## What the task requires
Reproduce the stretch of lines below from the one containing "the carved nose" through the one containing "[(549, 841), (559, 55)]", both included, with no changes.

## Lines excerpted from a collection
:::::
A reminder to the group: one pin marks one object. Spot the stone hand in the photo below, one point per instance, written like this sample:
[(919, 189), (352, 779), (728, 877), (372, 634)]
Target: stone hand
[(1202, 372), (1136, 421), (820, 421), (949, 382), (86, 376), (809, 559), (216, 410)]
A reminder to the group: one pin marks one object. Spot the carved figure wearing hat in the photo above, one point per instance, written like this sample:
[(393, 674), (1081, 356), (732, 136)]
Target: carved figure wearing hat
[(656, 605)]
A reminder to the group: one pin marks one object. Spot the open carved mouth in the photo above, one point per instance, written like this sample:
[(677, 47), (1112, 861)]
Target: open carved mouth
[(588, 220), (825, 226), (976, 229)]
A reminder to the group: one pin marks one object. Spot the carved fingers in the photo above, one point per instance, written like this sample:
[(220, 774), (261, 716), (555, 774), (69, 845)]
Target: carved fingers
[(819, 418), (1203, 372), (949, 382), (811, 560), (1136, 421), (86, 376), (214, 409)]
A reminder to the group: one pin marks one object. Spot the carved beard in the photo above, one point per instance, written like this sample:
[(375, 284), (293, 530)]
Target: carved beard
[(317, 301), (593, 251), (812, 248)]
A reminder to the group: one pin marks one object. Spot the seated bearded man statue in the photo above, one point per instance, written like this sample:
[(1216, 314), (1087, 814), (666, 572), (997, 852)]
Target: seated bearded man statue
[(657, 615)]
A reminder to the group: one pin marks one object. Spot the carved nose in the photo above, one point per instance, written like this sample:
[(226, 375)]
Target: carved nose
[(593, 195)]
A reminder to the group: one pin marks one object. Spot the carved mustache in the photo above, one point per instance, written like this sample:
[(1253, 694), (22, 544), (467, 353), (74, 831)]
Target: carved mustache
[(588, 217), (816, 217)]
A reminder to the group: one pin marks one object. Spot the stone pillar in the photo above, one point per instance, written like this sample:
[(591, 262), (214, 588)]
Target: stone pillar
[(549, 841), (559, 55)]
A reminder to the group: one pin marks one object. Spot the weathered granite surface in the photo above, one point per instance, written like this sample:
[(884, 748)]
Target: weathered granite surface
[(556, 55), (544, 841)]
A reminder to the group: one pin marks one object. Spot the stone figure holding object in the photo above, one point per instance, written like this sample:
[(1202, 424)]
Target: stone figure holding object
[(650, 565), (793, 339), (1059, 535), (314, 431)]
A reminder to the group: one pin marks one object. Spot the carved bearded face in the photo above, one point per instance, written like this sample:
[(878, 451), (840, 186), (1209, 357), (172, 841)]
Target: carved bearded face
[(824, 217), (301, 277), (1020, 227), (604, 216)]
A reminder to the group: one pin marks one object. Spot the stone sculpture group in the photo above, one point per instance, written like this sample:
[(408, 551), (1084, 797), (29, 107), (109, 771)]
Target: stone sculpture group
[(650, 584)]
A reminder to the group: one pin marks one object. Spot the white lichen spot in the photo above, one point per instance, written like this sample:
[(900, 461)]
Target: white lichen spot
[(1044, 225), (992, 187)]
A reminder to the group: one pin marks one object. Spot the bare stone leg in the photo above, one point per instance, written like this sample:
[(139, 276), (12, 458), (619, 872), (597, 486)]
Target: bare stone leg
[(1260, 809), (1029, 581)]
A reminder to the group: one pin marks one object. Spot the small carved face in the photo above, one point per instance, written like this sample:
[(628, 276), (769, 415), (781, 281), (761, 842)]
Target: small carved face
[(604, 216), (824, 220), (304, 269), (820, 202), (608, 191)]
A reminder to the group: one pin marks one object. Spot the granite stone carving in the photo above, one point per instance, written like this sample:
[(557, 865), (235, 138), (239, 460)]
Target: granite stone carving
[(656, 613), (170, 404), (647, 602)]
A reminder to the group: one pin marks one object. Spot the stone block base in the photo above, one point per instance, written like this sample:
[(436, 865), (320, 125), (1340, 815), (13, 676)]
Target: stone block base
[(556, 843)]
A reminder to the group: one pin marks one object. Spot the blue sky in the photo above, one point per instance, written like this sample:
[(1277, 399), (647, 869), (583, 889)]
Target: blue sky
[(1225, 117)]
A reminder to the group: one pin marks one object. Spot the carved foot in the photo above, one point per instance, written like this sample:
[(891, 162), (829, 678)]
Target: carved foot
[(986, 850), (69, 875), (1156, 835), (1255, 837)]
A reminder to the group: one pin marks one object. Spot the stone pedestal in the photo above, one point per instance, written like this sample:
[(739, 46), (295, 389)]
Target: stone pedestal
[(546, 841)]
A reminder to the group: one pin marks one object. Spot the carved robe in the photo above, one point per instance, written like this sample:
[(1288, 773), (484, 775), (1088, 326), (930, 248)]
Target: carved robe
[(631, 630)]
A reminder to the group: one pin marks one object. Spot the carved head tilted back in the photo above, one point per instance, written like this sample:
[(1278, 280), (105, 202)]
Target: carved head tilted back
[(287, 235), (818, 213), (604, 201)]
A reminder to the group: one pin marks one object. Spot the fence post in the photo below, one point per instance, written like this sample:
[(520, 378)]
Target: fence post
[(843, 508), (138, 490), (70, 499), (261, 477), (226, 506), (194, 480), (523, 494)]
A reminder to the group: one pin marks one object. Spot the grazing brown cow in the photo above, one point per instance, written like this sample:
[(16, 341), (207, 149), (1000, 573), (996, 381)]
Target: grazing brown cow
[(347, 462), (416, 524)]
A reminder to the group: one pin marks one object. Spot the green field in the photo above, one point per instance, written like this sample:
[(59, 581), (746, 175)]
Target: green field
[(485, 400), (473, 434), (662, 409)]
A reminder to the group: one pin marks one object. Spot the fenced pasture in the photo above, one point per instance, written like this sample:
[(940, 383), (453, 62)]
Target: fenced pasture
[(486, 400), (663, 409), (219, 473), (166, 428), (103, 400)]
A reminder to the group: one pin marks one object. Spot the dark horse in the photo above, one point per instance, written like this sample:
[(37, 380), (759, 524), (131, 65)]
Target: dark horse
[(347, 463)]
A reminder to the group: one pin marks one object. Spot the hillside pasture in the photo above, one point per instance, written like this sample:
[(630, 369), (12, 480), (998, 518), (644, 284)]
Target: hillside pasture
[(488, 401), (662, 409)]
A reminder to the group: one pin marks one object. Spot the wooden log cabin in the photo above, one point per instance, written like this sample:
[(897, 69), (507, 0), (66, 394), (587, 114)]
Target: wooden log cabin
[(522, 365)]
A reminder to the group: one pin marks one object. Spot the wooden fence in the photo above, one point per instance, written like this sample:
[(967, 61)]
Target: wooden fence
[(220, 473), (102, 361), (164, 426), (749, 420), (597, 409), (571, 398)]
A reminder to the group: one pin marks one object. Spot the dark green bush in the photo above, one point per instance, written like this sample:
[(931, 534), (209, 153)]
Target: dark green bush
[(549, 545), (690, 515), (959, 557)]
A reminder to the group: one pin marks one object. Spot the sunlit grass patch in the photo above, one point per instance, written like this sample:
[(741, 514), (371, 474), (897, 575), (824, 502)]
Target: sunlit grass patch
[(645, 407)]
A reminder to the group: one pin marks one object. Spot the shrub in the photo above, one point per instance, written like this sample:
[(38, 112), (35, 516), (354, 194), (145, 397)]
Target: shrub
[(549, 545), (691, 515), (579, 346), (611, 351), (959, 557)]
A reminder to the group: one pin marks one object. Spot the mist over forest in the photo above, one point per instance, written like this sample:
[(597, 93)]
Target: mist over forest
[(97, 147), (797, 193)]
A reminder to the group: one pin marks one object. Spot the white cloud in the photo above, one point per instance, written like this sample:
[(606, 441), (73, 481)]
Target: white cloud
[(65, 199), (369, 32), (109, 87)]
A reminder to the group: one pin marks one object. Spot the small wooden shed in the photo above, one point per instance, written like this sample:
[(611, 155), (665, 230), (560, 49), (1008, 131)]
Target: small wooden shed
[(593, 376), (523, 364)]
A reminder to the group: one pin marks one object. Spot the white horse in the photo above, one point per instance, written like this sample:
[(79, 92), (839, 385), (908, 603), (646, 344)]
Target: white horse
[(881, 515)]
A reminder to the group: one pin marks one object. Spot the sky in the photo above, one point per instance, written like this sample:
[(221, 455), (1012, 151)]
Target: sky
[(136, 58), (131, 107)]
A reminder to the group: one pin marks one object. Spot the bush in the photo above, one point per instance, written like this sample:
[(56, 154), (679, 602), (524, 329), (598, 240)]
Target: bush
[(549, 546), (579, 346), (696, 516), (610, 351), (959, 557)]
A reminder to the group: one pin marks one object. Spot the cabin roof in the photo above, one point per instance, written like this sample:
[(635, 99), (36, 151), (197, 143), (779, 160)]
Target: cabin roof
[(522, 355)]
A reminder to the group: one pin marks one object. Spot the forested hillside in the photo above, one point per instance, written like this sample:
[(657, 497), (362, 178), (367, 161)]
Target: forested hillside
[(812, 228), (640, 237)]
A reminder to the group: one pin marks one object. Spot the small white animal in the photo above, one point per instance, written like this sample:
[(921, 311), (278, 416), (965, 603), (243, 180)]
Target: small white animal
:::::
## Response to the task
A reminder to the group: one pin marks one object. Spot the carved nose in the photo above, one point per instance, written like this sample:
[(226, 375)]
Target: carved nose
[(593, 195)]
A reminder to the group: one pin marks one object. Spot the carved mustache in the photo above, one point per instance, written like this sample:
[(1253, 694), (22, 544), (467, 353), (74, 831)]
Target: carved mustache
[(588, 217), (816, 217)]
A reminder to the group: one pin marks one object. Spot the stone pillar in the photo above, one point per instance, written like this sample:
[(591, 262), (214, 588)]
Target: stone pillar
[(549, 841), (559, 55)]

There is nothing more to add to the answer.